Set task
Please extract each line in the records below that contains the string "table". Case counts.

(Stored items)

○ ○ ○ ○ ○

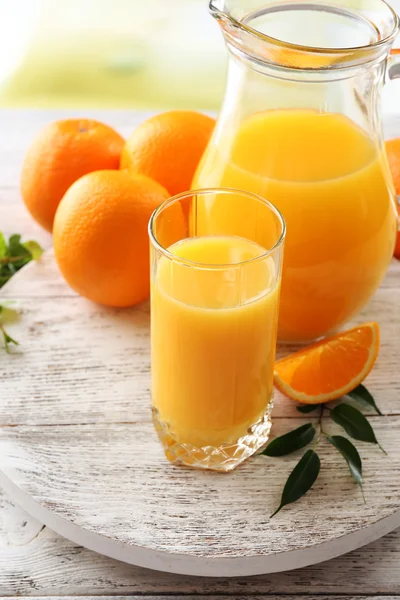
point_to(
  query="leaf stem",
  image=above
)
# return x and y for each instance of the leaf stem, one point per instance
(319, 424)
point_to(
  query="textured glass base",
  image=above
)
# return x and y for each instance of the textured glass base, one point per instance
(225, 457)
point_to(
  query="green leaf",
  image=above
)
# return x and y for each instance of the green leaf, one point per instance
(301, 479)
(7, 339)
(3, 246)
(34, 249)
(15, 248)
(362, 395)
(350, 454)
(294, 440)
(354, 423)
(8, 315)
(305, 409)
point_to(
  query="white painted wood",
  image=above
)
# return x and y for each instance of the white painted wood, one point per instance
(48, 564)
(81, 454)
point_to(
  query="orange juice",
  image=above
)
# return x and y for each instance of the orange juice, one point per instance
(213, 339)
(330, 182)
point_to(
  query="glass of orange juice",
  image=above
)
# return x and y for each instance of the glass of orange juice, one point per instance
(214, 316)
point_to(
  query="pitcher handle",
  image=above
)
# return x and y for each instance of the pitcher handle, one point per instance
(394, 64)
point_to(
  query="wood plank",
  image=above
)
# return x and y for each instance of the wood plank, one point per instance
(213, 597)
(63, 568)
(83, 474)
(40, 563)
(52, 333)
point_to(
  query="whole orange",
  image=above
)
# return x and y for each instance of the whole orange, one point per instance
(100, 236)
(168, 148)
(61, 153)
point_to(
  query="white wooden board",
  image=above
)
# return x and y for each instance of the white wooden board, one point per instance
(78, 450)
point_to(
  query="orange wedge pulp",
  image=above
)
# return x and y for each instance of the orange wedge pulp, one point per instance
(331, 368)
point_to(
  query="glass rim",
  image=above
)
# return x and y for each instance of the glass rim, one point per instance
(208, 191)
(217, 12)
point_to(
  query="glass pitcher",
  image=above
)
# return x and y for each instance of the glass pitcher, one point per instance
(300, 125)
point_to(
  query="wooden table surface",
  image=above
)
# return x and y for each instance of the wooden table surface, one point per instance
(35, 562)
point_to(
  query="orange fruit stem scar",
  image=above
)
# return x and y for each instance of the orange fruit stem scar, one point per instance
(168, 148)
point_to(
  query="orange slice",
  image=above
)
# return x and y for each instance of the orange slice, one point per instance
(330, 368)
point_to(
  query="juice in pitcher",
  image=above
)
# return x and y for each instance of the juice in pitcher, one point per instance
(330, 183)
(300, 125)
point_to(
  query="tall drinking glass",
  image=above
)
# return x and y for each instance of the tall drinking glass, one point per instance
(214, 315)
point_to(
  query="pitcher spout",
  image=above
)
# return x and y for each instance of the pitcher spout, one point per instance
(307, 34)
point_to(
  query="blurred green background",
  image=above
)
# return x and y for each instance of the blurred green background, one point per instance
(110, 54)
(139, 54)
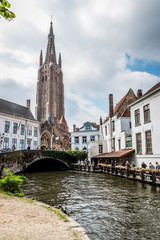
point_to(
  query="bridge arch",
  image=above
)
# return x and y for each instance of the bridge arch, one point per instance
(45, 164)
(46, 140)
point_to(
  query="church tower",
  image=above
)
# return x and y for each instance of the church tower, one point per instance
(50, 88)
(49, 108)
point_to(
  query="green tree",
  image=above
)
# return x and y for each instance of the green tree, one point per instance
(79, 155)
(12, 183)
(4, 10)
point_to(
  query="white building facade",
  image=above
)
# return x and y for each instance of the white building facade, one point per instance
(18, 127)
(80, 137)
(146, 127)
(115, 131)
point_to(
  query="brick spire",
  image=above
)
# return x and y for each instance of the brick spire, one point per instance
(50, 46)
(41, 59)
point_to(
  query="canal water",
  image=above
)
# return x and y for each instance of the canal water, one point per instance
(107, 207)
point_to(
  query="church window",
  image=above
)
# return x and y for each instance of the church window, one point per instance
(92, 138)
(6, 143)
(100, 148)
(7, 126)
(21, 144)
(15, 128)
(76, 140)
(84, 139)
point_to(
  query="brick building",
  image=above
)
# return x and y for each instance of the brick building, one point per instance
(50, 98)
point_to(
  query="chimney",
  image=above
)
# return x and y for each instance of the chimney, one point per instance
(100, 121)
(139, 93)
(111, 105)
(74, 127)
(28, 103)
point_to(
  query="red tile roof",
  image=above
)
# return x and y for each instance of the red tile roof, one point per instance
(153, 88)
(115, 154)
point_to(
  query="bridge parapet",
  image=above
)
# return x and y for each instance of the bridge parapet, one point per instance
(18, 161)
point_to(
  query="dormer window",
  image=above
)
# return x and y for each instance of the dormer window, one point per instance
(88, 127)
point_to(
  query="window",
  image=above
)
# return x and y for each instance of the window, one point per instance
(128, 143)
(30, 130)
(113, 126)
(84, 139)
(92, 138)
(119, 143)
(106, 130)
(139, 143)
(35, 132)
(14, 142)
(113, 144)
(22, 129)
(7, 126)
(148, 142)
(146, 113)
(76, 140)
(137, 117)
(100, 149)
(28, 143)
(21, 144)
(6, 143)
(15, 128)
(88, 127)
(130, 125)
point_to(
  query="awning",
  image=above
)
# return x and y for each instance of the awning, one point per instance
(115, 154)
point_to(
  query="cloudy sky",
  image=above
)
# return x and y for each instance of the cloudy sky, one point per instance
(107, 46)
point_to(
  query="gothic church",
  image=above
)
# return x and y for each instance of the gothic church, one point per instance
(50, 99)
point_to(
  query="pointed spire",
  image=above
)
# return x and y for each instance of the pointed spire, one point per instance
(62, 120)
(51, 30)
(41, 59)
(60, 60)
(50, 46)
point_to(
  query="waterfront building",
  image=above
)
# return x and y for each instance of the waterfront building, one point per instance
(18, 127)
(146, 126)
(115, 132)
(81, 137)
(50, 109)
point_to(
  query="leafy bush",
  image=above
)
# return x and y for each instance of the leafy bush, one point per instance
(12, 183)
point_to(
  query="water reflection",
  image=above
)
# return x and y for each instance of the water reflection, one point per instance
(107, 207)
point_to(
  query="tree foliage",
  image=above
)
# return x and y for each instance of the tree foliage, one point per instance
(79, 155)
(4, 10)
(12, 183)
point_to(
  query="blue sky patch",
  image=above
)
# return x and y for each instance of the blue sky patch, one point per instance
(143, 65)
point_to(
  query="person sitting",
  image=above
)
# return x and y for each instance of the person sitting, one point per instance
(151, 166)
(143, 165)
(13, 147)
(157, 166)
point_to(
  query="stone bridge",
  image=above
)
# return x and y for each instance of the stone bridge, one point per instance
(35, 160)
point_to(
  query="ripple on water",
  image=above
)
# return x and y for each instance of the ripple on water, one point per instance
(107, 207)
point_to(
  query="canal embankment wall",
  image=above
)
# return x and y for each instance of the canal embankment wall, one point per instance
(151, 176)
(23, 218)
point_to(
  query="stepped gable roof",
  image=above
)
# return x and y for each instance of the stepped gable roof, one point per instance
(153, 88)
(95, 125)
(126, 113)
(14, 109)
(118, 106)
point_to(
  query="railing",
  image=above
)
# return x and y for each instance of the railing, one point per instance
(140, 174)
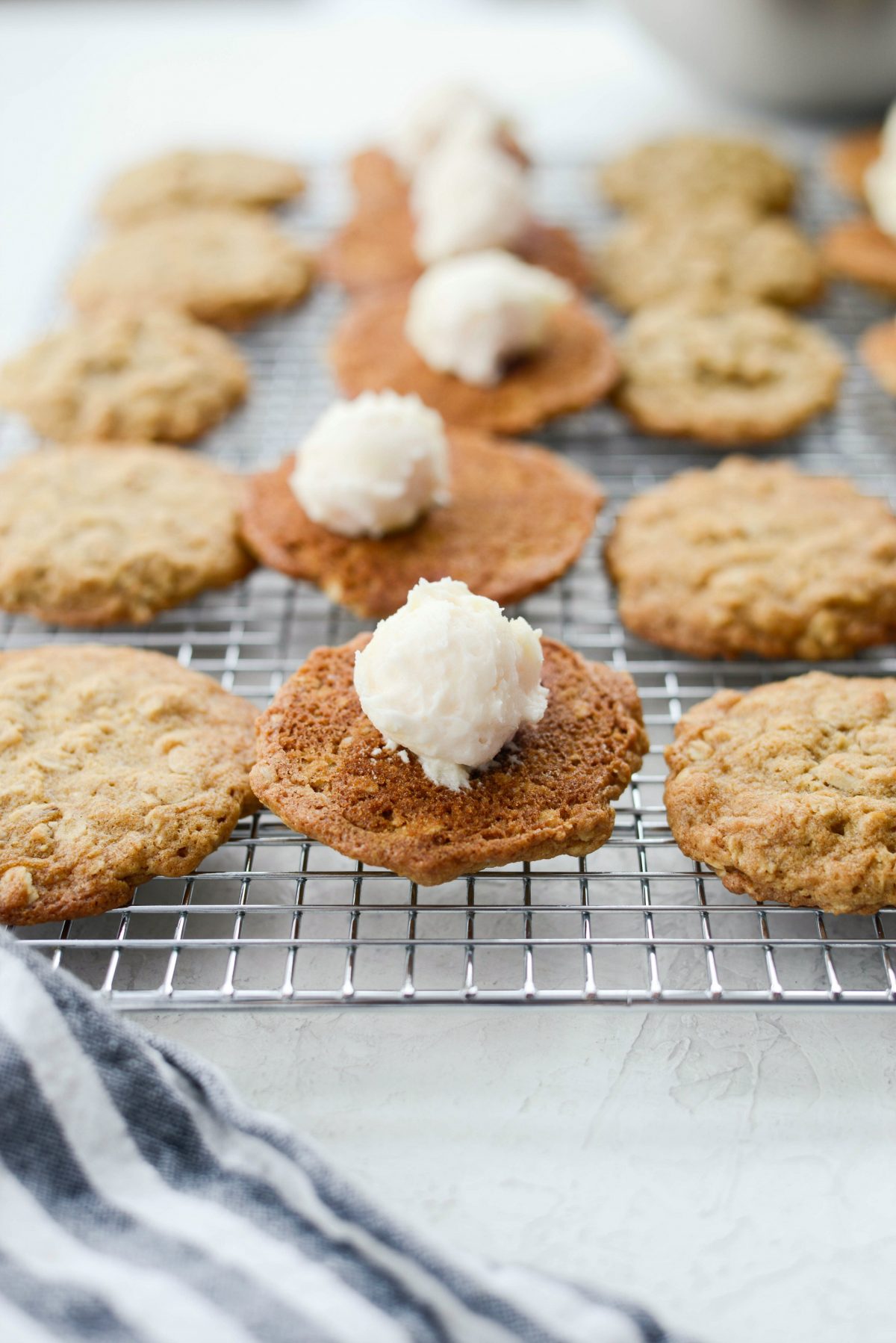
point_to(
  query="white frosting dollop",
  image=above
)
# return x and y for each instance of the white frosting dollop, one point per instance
(450, 678)
(467, 195)
(472, 314)
(452, 108)
(374, 465)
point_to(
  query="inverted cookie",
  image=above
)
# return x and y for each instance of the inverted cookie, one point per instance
(756, 558)
(788, 791)
(850, 156)
(193, 179)
(96, 535)
(547, 794)
(575, 368)
(484, 536)
(877, 348)
(687, 171)
(117, 766)
(860, 250)
(225, 266)
(724, 372)
(723, 249)
(153, 375)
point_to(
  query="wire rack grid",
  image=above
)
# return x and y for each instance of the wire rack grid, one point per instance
(274, 919)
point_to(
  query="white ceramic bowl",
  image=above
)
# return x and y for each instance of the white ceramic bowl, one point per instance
(802, 54)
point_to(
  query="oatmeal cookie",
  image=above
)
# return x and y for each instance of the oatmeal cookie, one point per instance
(116, 766)
(484, 536)
(153, 375)
(575, 368)
(223, 266)
(97, 535)
(724, 371)
(788, 791)
(692, 171)
(756, 558)
(724, 249)
(191, 179)
(547, 794)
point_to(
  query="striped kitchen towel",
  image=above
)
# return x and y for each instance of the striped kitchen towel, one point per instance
(141, 1201)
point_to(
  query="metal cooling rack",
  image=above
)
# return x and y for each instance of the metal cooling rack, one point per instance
(274, 919)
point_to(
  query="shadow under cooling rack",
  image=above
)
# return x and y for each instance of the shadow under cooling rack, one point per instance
(273, 919)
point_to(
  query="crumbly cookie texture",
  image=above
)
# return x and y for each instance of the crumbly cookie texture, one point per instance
(860, 250)
(116, 766)
(484, 536)
(726, 371)
(687, 171)
(788, 791)
(756, 558)
(724, 249)
(187, 179)
(547, 794)
(153, 375)
(102, 535)
(575, 368)
(223, 266)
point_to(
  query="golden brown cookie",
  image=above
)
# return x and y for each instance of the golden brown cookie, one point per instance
(788, 791)
(223, 266)
(877, 348)
(756, 558)
(193, 179)
(153, 375)
(575, 368)
(547, 794)
(849, 159)
(691, 171)
(860, 250)
(484, 536)
(724, 371)
(99, 535)
(116, 766)
(724, 249)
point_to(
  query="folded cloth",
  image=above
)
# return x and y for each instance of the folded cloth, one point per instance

○ ○ ○ ○ ○

Reply
  query="wooden table surface",
# return x and y for each instance of the wooden table surface, one point per instance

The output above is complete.